**Отрывок текста**.
══════════

Наконец, удалось вылететь в Уэлен.

Это был первый удачный полет.

Как только утихло — стоял прозрачный день, моторы удалось запустить засветло — Ляпидевский вылетел из Уэлена в район «Челюскина». И тут вспомнил, что оставил свою меховую самодельную маску на культбазе. Терять драгоценное, столь ограниченное светлое время не хотелось, и он решил лететь без маски.

Холодный воздух обжигал лицо, ресницы покрылись инеем даже под очками. Ляпидевский моргал, таращил глаза и почти ничего не видел: ресницы склеивались и даже как будто поскрипывали. Он приложил к лицу перчатку, но ее тут же вырвало набегающим потоком и унесло за борт. Голыми руками особенно не поработаешь, но Ляпидевский решил лететь дальше. И полетел бы, да левый мотор стал давать перебои.

Стиснув зубы, проклиная мороз, Арктику, климат, авиационную технику и собственную забывчивость, он повел самолет назад в «аэропорт» вылета.

══════════

**Строки**.

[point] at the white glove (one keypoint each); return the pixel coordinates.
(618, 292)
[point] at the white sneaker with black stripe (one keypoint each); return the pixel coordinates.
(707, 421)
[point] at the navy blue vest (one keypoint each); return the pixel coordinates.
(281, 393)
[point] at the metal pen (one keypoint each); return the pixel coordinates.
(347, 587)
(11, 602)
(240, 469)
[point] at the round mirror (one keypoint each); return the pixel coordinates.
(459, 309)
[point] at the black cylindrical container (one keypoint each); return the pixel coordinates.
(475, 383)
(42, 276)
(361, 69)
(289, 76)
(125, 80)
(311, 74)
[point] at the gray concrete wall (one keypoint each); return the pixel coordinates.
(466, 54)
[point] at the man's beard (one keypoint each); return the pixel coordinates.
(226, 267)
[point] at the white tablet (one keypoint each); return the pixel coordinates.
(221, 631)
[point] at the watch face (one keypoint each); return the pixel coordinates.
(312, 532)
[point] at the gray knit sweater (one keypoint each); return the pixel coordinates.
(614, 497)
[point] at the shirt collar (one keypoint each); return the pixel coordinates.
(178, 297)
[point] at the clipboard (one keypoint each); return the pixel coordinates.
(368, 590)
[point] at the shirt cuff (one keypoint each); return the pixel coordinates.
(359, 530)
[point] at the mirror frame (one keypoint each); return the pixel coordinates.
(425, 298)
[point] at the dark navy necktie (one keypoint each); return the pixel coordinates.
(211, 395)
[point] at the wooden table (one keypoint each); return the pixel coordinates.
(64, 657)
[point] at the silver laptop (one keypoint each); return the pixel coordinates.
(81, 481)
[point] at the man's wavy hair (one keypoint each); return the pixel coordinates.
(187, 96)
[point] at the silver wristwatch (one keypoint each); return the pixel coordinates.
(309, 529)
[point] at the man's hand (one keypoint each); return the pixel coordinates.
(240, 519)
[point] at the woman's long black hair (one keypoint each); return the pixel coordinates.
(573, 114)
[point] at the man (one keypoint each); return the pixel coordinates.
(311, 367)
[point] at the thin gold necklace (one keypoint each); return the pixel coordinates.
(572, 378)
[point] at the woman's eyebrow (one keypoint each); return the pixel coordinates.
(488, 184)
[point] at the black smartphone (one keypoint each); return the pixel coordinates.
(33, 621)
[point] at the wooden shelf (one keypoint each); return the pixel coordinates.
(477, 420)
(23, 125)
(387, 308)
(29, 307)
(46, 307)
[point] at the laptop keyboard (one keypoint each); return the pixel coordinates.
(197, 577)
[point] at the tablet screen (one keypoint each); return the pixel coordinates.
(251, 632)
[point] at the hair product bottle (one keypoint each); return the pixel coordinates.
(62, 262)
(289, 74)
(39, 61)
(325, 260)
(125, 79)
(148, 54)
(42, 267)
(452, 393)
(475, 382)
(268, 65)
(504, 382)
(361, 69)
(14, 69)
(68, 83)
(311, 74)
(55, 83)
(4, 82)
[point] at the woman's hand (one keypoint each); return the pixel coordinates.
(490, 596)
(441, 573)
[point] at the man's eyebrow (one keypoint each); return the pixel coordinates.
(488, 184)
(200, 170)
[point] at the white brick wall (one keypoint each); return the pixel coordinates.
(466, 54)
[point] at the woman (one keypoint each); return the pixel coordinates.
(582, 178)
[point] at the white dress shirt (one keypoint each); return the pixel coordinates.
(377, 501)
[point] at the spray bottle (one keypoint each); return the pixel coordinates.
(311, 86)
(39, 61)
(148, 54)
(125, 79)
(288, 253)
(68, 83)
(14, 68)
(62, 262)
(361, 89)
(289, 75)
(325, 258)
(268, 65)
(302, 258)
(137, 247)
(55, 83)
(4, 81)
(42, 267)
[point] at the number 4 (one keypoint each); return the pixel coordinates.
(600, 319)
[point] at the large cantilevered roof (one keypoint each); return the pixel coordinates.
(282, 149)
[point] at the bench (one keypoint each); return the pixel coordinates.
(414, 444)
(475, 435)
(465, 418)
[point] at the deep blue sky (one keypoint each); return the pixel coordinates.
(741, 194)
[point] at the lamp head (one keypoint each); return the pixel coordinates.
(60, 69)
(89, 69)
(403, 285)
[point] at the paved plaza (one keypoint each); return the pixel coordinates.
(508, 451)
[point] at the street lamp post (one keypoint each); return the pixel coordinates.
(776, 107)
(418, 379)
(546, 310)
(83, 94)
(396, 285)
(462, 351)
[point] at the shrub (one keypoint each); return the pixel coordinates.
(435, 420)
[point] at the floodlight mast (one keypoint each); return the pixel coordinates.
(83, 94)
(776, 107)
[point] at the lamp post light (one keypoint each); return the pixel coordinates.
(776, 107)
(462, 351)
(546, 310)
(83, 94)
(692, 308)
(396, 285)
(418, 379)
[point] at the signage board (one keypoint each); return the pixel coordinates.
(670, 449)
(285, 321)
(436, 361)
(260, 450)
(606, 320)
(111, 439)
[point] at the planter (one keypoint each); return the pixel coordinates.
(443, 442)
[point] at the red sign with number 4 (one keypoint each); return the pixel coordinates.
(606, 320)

══════════

**Задание**.
Дословно выведите часть отрывка о полете Ляпидевского, которая начинается со слов, содержащих «Наконец, удалось вылететь», и заканчивается словами «стал давать перебои.».

**Ответ на задание**.
Наконец, удалось вылететь в Уэлен.

Это был первый удачный полет.

Как только утихло — стоял прозрачный день, моторы удалось запустить засветло — Ляпидевский вылетел из Уэлена в район «Челюскина». И тут вспомнил, что оставил свою меховую самодельную маску на культбазе. Терять драгоценное, столь ограниченное светлое время не хотелось, и он решил лететь без маски.

Холодный воздух обжигал лицо, ресницы покрылись инеем даже под очками. Ляпидевский моргал, таращил глаза и почти ничего не видел: ресницы склеивались и даже как будто поскрипывали. Он приложил к лицу перчатку, но ее тут же вырвало набегающим потоком и унесло за борт. Голыми руками особенно не поработаешь, но Ляпидевский решил лететь дальше. И полетел бы, да левый мотор стал давать перебои.